[GIVEN ENTRIES Boundary: Start]
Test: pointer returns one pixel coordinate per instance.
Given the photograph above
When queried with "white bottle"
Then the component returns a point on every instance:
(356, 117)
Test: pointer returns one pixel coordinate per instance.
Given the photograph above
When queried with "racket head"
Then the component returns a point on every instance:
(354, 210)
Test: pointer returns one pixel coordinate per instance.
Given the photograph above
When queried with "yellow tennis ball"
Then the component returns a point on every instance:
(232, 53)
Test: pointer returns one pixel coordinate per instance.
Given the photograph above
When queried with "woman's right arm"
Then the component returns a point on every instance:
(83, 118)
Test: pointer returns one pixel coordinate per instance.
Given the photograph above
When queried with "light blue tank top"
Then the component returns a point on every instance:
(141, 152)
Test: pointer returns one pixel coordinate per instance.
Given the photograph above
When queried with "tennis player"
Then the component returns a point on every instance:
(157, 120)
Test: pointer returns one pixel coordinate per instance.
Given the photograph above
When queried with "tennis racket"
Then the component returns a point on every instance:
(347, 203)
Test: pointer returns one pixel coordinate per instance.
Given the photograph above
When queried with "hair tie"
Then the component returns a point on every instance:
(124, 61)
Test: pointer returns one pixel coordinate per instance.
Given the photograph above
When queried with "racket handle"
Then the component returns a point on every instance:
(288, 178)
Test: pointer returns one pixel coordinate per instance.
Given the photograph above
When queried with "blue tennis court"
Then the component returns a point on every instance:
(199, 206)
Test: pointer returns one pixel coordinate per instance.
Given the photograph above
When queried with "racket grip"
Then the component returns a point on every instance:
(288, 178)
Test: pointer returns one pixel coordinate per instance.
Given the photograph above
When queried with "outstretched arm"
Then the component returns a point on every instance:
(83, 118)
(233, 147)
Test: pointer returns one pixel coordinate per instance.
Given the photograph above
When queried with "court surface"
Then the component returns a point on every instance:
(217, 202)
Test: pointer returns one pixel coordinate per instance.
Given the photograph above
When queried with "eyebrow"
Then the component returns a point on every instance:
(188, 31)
[GIVEN ENTRIES Boundary: End]
### WHAT TO DO:
The data above must be reproduced in full, exactly as given.

### ANSWER TO THIS PROBLEM:
Test: pointer returns one pixel coordinate per instance.
Given the photograph above
When queried with "white bottle"
Then the component returns a point on every instance:
(356, 117)
Test: pointer returns one pixel coordinate per instance.
Given the photograph above
When queried with "racket head"
Then the component returns a point on every instance:
(354, 210)
Test: pointer returns one pixel coordinate per instance.
Given the photograph above
When queried with "yellow tennis ball"
Then the component returns a point on every instance:
(232, 53)
Test: pointer returns one pixel coordinate per instance.
Given the photograph above
When queried with "woman's right arm"
Then the component returns a point on every instance:
(83, 118)
Test: pointer returns one pixel coordinate per instance.
Given the photograph above
When queried with "light blue tank top"
Then the component returns a point on every instance:
(141, 152)
Test: pointer returns one pixel coordinate per instance.
Given the photograph above
When queried with "tennis player"
Then the component returns a point on every instance:
(157, 120)
Test: pointer returns one pixel coordinate per instance.
Given the photograph above
When queried with "tennis racket"
Then the component returns a point on every instance:
(347, 203)
Test: pointer returns one pixel coordinate per instance.
Given the photograph above
When queried with "hair tie"
Then the component returns a point on every instance:
(124, 61)
Test: pointer returns one pixel coordinate per instance.
Given the photograph above
When queried with "racket handle"
Then the component returns a point on every instance:
(288, 178)
Test: pointer returns one pixel coordinate per instance.
Given the photograph above
When queried with "blue tennis court"
Then the component returns a point on every instance:
(199, 206)
Test: pointer returns one pixel coordinate per instance.
Given the photograph above
When queried with "racket grip"
Then the component returns a point on every instance:
(288, 178)
Test: pointer returns one pixel coordinate per instance.
Given the photograph above
When queried with "outstretched arm"
Then the component returns a point on every instance:
(83, 118)
(233, 147)
Test: pointer returns one pixel coordinate per instance.
Given the photograph above
When queried with "court surface"
Then the component returns a point on every instance:
(217, 202)
Test: pointer returns one pixel coordinate per instance.
Given the photograph above
When queried with "eyebrow"
Then the component returns a point on every instance:
(188, 31)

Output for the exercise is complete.